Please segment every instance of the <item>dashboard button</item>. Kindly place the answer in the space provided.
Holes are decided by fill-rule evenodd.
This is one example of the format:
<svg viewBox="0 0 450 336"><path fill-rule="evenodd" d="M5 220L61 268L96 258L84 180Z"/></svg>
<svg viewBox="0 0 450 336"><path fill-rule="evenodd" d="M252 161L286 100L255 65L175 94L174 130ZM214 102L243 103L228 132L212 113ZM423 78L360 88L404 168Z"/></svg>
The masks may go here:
________________
Given exercise: Rewrite all of the entries above as a JSON list of strings, one string per line, leaving out any blank lines.

Completed task:
[
  "Please segment every instance of the <item>dashboard button</item>. Kindly place the answer in the space provided.",
  "Holes are decided by fill-rule evenodd.",
  "This is one example of the format:",
  "<svg viewBox=\"0 0 450 336\"><path fill-rule=\"evenodd\" d=\"M5 220L61 268L96 258L84 180Z\"/></svg>",
  "<svg viewBox=\"0 0 450 336\"><path fill-rule=\"evenodd\" d=\"M252 161L286 100L255 65L175 94L174 130ZM214 102L243 103L228 132L212 113ZM423 78L360 88L404 168Z\"/></svg>",
  "The masks may go here:"
]